== PASSAGE TO READ ==
::::

Sending messages of intimate content, apart from the fact that it also occurs among the adult population, may also be consented and it may form part of the expression of the intimacy of an underage couple, which may have legal consequences depending on the age of the sender or receiver (Sacco et al., 2010; Wolak et al., 2012). Thus, in the recent meta-analysis of Madigan et al. (2018) and Handschuh et al. (2019) it has become clear that sexting is a phenomenon that has increased in recent years in the adolescent population. For all this, the realization of this type of behavior among minors is especially problematic.
Based on the previous results, the objectives of this study are the following:
(1) To develop a scale to estimate the frequency of the exchange of intimate and personal images among adolescents including aspects such as the sender, the receiver or its resubmission and request.
(2) To include in the previous scale not only people with whom the adolescents maintain some type of bond (friends or partners) but also people who are strangers to them.

::::

== DATASET ==
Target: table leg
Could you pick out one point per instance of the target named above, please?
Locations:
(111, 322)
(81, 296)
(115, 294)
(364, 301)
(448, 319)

::::

== TRY IT ==
Please decide whether each statement agrees with the passage on sexting above, answering yes or no and quoting the deciding words of the passage: (a) The passage says sending messages of intimate content happens only among minors. (b) The cited meta-analyses show that sexting has increased among adolescents in recent years. (c) The scale in the second objective covers only people the adolescents already have a bond with.

== WRITTEN RESPONSE ==
(a) No: "apart from the fact that it also occurs among the adult population"
(b) Yes: "sexting is a phenomenon that has increased in recent years in the adolescent population"
(c) No: "not only people with whom the adolescents maintain some type of bond (friends or partners) but also people who are strangers to them"